Stated exercise:
Reproduce the listing word for word from its first line up to and including the line that contains "[[631, 338]]".

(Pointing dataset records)
Begin

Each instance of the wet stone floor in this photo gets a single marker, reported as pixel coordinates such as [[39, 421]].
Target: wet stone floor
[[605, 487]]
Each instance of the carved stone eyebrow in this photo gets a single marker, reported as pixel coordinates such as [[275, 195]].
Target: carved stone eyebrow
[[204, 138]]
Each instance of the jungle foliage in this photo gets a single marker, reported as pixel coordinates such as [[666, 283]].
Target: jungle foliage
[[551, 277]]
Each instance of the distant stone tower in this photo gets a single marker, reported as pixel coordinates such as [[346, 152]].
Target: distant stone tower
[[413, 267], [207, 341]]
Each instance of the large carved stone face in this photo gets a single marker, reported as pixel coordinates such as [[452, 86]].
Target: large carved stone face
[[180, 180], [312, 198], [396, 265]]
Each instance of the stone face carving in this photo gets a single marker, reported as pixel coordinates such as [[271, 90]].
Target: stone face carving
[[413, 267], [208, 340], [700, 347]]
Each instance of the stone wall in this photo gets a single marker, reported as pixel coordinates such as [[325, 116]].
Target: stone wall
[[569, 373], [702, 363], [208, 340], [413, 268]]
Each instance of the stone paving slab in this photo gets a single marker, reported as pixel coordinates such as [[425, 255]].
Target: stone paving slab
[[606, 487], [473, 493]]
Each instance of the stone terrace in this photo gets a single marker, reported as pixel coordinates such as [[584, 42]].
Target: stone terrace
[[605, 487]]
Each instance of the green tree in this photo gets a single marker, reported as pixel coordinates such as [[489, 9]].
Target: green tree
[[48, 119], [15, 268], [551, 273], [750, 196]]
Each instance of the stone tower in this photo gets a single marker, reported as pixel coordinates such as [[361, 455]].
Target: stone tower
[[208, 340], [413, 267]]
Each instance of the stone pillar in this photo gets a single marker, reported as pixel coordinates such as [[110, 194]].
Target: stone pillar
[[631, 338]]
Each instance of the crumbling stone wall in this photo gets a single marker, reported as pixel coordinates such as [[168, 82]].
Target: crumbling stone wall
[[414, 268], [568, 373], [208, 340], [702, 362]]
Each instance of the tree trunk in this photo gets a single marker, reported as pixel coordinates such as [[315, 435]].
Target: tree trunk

End

Response:
Each instance of the wet stone floor in this photo gets a single marker, reported as pixel coordinates such as [[39, 421]].
Target: wet stone floor
[[605, 487]]
Each instance of the carved stone eyebrow in this photo gets a single marker, reported as pixel coordinates such as [[275, 195]].
Target: carved stone eyebrow
[[204, 138]]
Each instance of the jungle foliage in this photo gets a single marker, reported as pixel coordinates such as [[666, 283]].
Target: jungle foliage
[[551, 277]]
Each instance of the distant stone tower in this photo gets a single marker, reported as pixel coordinates such as [[346, 152]].
Target: distant stone tower
[[413, 267], [207, 341]]
Each instance of the large carved stone face in this photo gets a single marker, reported as pixel coordinates such as [[452, 86]].
Target: large carved stone face
[[180, 180], [312, 198], [396, 265]]
Each instance of the stone face carving in this photo gets a single marker, reported as pixel coordinates such as [[271, 90]].
Target: stone face carving
[[413, 267], [208, 340], [700, 347]]
Each instance of the stone wall in this photo gets a single marker, reported as pixel coordinates such as [[325, 116]].
Target: stone wall
[[569, 373], [702, 363], [208, 340], [413, 268]]
Each instance of the stone paving slab in this photo gets a single marker, reported as pixel coordinates such as [[425, 255]].
Target: stone paving slab
[[606, 487], [473, 493]]
Each instance of the stone terrace in this photo gets a single marker, reported as pixel coordinates such as [[584, 42]].
Target: stone terrace
[[605, 487]]
Each instance of the green tree in this photo gets a single marker, reported as pixel coordinates such as [[489, 9]].
Target: green tree
[[48, 119], [15, 268], [551, 273], [750, 196]]
Each instance of the stone tower in this photo gets a single marker, reported as pixel coordinates such as [[361, 455]].
Target: stone tower
[[208, 340], [413, 267]]
Each instance of the stone pillar in this photo gets a single marker, reported as pixel coordinates such as [[110, 194]].
Target: stone pillar
[[631, 338]]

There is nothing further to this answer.